[Opening Extracted data section]

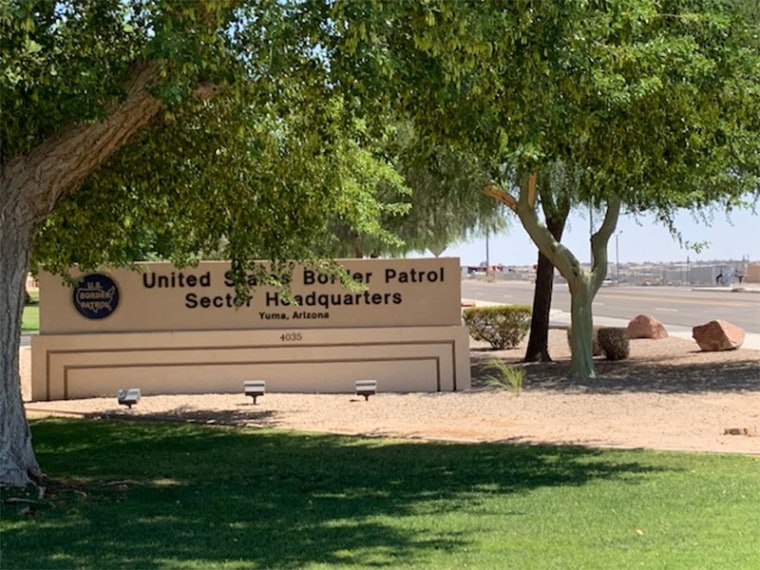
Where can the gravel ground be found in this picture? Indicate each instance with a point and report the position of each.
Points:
(667, 396)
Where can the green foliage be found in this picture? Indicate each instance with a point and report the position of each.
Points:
(614, 343)
(197, 497)
(30, 321)
(502, 326)
(505, 376)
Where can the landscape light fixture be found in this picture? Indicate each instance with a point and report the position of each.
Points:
(254, 388)
(366, 388)
(128, 397)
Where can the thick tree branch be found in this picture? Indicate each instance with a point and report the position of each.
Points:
(504, 197)
(34, 182)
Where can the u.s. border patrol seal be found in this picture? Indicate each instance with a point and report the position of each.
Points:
(96, 296)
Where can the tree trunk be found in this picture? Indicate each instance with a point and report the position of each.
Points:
(538, 341)
(30, 187)
(18, 465)
(581, 328)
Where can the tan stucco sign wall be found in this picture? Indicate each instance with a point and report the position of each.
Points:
(172, 331)
(160, 297)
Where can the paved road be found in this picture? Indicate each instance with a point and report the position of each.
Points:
(674, 306)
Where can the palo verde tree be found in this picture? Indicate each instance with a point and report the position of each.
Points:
(209, 123)
(653, 103)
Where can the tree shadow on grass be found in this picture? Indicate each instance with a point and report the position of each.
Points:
(199, 496)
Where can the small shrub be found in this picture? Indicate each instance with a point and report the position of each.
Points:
(596, 349)
(615, 343)
(505, 376)
(502, 326)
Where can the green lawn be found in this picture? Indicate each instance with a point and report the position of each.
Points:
(140, 495)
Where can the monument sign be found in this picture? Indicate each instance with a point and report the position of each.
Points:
(169, 330)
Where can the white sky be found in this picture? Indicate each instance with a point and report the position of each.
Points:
(729, 239)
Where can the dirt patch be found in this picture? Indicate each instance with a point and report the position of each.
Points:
(668, 395)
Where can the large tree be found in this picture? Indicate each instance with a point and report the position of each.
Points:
(442, 204)
(655, 103)
(188, 126)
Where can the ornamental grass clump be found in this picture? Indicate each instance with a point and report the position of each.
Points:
(502, 326)
(505, 376)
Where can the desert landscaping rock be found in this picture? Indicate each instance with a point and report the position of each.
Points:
(718, 335)
(646, 326)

[Closing Extracted data section]

> _Required action_:
Copy each line above that has the word "grass".

> _Finished task_:
Where can the tree shadow on grass be found in this picture? Indicate each instance with a point and report the position of each.
Where can the ornamental grass clump be found in this picture? Indicate each instance with a point and report the position of each.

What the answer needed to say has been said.